* Goal of the exercise
Instruction for the entries that follow: retype exactly the lines from the line with "Expected: one point per instance of the sand" to the line with "Expected: one point per instance of the rolled-up", both included, and omit all others.

* Extracted records
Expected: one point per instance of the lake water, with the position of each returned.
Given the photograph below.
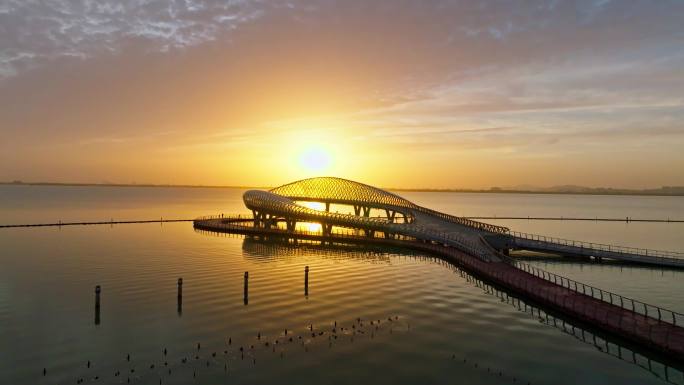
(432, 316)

---

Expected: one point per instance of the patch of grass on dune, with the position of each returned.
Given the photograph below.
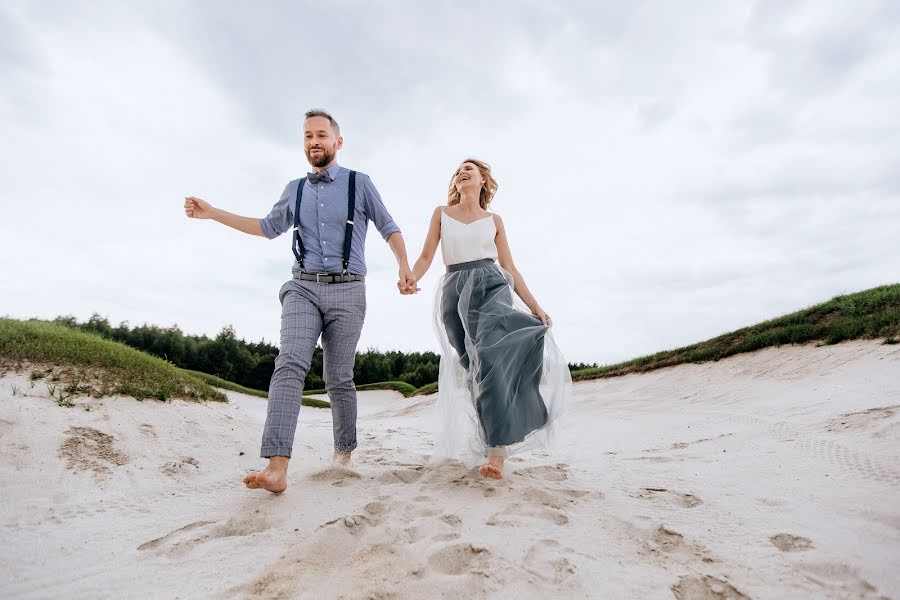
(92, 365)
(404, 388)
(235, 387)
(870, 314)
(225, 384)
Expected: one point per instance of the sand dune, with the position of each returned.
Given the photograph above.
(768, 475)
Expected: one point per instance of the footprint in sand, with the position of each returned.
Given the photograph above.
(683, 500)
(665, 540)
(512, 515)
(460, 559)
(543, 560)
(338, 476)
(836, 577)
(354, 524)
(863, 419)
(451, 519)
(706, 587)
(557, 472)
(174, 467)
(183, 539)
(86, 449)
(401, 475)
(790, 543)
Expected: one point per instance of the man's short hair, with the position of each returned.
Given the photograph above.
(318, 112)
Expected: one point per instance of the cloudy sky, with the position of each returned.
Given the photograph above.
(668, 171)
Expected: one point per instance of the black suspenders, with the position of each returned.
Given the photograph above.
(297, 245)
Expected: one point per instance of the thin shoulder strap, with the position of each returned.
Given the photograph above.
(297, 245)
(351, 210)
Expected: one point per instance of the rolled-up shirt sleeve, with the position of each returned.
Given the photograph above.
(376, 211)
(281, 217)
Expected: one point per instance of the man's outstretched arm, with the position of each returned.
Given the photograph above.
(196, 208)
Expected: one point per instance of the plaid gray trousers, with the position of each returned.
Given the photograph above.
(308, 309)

* Expected answer
Expected: one point per instance of the sand dune, with the position of each returned.
Given the photograph above.
(768, 475)
Expected: one point per instance of the footprint in sand, with the position of each returned.
Given the photograph above.
(683, 500)
(665, 540)
(512, 515)
(460, 559)
(543, 560)
(338, 476)
(836, 577)
(354, 524)
(863, 419)
(451, 519)
(706, 587)
(557, 472)
(174, 467)
(183, 539)
(86, 449)
(401, 475)
(790, 543)
Expected: one point per instance of the man's short hair, with the position of each returned.
Given the photograph above.
(318, 112)
Expected: one point per instance of the cloudy sky, with the position of each returned.
Given the photograph above.
(668, 171)
Expected: one point per instance of the black suspenders, with the position of each returned.
Given the photograph above.
(297, 245)
Expected: one point per instance of the thin shoulder strap, with the position of each returned.
Given the photograph above.
(297, 245)
(351, 210)
Expected: one point per instance of the rolled-up shirt sleeve, with the position of each returned.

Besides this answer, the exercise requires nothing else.